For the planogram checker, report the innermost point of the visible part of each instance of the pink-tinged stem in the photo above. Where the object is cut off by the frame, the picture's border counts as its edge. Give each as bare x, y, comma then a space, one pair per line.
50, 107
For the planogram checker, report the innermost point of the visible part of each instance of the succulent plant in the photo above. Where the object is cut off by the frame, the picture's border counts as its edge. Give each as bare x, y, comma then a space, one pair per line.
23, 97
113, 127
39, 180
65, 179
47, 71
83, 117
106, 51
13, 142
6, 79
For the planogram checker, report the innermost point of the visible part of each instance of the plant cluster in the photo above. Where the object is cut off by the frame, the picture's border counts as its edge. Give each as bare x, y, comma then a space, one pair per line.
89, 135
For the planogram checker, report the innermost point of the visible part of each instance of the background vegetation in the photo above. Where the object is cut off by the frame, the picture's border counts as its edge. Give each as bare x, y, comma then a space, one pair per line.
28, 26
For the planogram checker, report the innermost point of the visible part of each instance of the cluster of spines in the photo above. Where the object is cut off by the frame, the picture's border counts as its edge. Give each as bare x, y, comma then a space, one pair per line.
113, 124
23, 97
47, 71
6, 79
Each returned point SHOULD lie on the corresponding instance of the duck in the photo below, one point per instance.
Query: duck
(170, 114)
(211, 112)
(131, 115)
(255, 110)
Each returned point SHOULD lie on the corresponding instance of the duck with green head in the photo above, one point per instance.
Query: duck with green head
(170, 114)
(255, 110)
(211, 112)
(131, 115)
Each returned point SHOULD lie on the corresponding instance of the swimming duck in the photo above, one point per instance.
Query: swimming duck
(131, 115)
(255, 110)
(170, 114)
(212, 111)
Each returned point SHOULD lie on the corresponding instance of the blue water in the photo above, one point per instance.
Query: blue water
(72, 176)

• • • • •

**To be done:** Please convert the lines from the one containing "of the cluster" through the last line into a JSON list of strings, one string per line, with blank lines left out.

**Output of the exercise:**
[
  "For the planogram checker, report the innermost point of the visible part of each instance of the cluster of spines in the photo above. Where the object is cut off by the frame, the picture's border counts as its edge. Give each as bare x, y, comma then a space, one pair per line.",
  "113, 124",
  "23, 97",
  "47, 71",
  "6, 79",
  "Each returned point SHOULD lie on the corresponding instance of the duck in the photo below, one point per instance.",
  "Query: duck",
  "(170, 114)",
  "(211, 112)",
  "(131, 115)",
  "(255, 110)",
  "Each returned point SHOULD lie on the corresponding instance of the duck with green head in the photo above, one point per instance.",
  "Query: duck with green head",
  "(170, 114)",
  "(255, 110)",
  "(211, 112)",
  "(131, 115)",
  "Each returned point SHOULD lie on the corresponding instance of the swimming duck in the photo above, one point per instance.",
  "Query: swimming duck",
  "(131, 115)",
  "(255, 110)",
  "(170, 114)",
  "(212, 111)",
  "Each returned point SHOULD lie on the corresponding instance of the blue water in the photo above, one point per instance.",
  "Query: blue water",
  "(72, 176)"
]